▶ [TEXT TO READ]:
.....
No sharp downfall seen in Asian markets

Asian equities (AAXJ) have seen a sharp rally in 2017 due to attractive valuations and upward earnings potential. Given the 18.4% jump in the MSCI AC Asia Ex-Japan Index YTD (year-to-date), the view is spreading that markets are likely to take a breather, as fundamentals are not supportive of a further rally.

Although markets are unlikely to see a sharp correction, in the event of a pullback, cyclical stocks that typically perform better in growing economies could be affected, given Asia’s uneven growth and weak demand in some pockets. The cyclical stocks in Asia (INDA) have outperformed defensive ones by almost 14% in the first half of the year, mainly driven by higher ROE (return on equity). Defensive sectors, which are not dependent on economic cycles, are likely to hold ground.

Earnings-driven rally

But despite the sharp rally so far in 2017, Asian markets still have more room to grow, given the higher earnings potential that keeps valuations in check. According to the UBS GEM Banks’ database, earnings per share in Asia are estimated to rise a healthy 21.9% this year.
.....
▶ [EXCERPTED DATA]:
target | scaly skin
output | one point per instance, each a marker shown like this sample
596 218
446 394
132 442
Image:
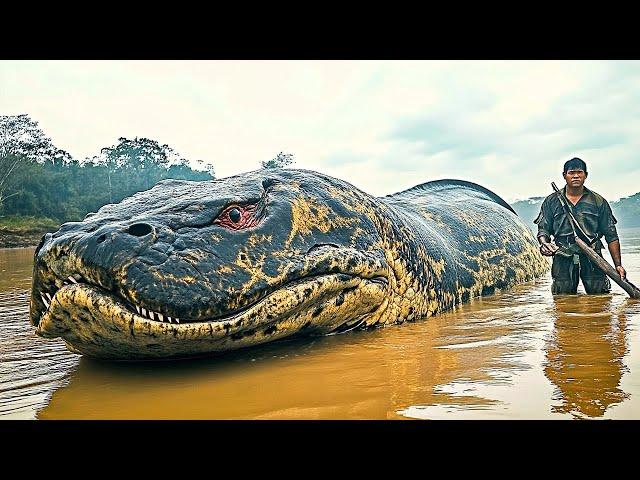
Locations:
302 254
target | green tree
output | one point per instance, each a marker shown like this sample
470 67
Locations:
22 140
281 160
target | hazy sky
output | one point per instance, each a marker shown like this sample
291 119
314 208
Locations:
384 126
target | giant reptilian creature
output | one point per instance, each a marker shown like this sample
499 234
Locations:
191 268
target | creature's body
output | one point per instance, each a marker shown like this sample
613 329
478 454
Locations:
191 268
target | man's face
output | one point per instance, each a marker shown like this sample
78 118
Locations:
575 177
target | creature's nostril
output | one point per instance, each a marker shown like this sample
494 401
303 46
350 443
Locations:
139 229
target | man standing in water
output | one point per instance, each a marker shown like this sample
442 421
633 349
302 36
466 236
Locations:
594 214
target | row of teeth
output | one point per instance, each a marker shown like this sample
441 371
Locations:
156 316
46 298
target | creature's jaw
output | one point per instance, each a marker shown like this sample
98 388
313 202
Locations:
98 323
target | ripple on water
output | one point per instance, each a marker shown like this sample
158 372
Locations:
30 368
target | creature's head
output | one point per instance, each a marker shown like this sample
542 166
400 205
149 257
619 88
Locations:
.....
▶ [WHAT YOU ARE ASKED TO DO]:
Write the next few sentences of the article on Asian equity markets, picking up after its last sentence. The listing was taken from a separate source.

▶ [RESULT]:
Higher economic growth, rising domestic demand, and stabilizing global conditions are meanwhile driving corporate earnings in the region. The World Bank increased its 2018 growth forecast for a group of economies in the region, including China (FXI), Indonesia (EIDO), and the Philippines, from 6.0% to 6.1%.

At the same time, Asia (AIA) is witnessing renewed interest from global investors as a possible hedge against expensive US markets. All these factors point to the fact that the Asian markets are far from overheating—and that fundamentals are still driving these markets.